To do> Rewrite the records below as a JSON list of strings, one string per line and no blank lines. Omit the pictures from the list.

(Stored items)
::::
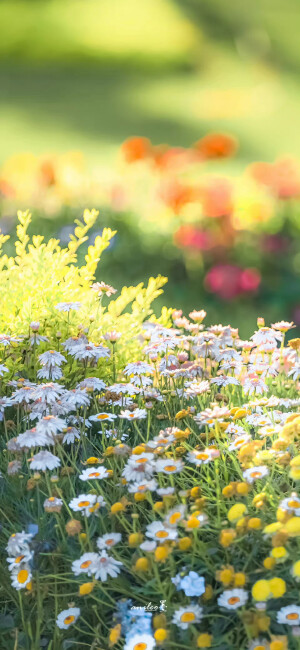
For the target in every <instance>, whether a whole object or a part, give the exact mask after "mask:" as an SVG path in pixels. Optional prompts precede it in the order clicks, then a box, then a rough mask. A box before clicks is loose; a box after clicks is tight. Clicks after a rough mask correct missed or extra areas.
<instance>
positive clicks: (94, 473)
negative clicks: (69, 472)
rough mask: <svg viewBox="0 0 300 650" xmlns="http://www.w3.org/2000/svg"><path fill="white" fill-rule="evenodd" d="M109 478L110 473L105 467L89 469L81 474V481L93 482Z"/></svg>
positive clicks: (84, 469) (85, 469) (83, 470)
mask: <svg viewBox="0 0 300 650" xmlns="http://www.w3.org/2000/svg"><path fill="white" fill-rule="evenodd" d="M108 476H109V474H108V471H107V469H106V468H105V467H102V466H101V465H100V467H89V468H88V469H84V470H83V472H82V473H81V474H79V478H80V479H81V481H93V480H95V479H103V478H107V477H108Z"/></svg>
::::
Finished task>
[
  "For the target in every <instance>, whether a whole object or a part, give the exact mask after \"mask:\" as an SVG path in pixels. Optional prompts precede it in the order clicks, then a box, then a rough mask. A box before clicks is loose; a box after clicks is tight. Clicks after a rough mask correct missed or extra areas.",
  "<instance>",
  "positive clicks: (94, 473)",
  "negative clicks: (69, 472)",
  "rough mask: <svg viewBox=\"0 0 300 650\" xmlns=\"http://www.w3.org/2000/svg\"><path fill=\"white\" fill-rule=\"evenodd\" d=\"M109 478L110 473L105 467L89 469L81 474V481L93 482Z\"/></svg>",
  "positive clicks: (84, 469) (85, 469) (83, 470)",
  "mask: <svg viewBox=\"0 0 300 650\" xmlns=\"http://www.w3.org/2000/svg\"><path fill=\"white\" fill-rule=\"evenodd\" d=\"M108 476H109V474H108V471H107V469H106V468H105V467H102V466H101V465H100V467H89V468H88V469H84V470H83V472H82V473H81V474H79V478H80V479H81V481H93V480H95V479H103V478H107V477H108Z\"/></svg>"
]